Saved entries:
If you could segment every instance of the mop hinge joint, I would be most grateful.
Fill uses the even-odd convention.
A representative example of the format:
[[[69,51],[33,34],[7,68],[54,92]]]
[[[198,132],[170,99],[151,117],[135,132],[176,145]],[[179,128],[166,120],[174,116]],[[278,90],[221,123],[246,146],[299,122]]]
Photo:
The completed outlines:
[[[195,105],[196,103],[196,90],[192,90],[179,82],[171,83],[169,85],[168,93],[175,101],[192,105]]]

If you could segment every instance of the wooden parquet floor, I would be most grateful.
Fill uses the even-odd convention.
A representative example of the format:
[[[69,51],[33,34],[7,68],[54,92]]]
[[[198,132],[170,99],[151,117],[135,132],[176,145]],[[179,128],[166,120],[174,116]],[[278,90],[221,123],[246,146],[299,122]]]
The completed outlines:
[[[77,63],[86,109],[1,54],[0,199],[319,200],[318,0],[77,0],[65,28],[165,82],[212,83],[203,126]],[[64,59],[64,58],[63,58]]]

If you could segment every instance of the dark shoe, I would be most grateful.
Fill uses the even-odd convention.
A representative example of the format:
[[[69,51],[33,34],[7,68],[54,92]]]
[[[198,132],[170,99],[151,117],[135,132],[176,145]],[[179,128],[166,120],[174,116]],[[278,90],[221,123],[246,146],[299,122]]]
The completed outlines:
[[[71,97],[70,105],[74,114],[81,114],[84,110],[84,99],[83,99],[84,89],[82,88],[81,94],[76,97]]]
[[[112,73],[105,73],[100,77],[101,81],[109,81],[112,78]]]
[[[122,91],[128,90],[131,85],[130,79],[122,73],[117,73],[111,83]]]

### What you will do
Using the entries above, determine how many lines include the string "could" and write only that number.

### Reply
3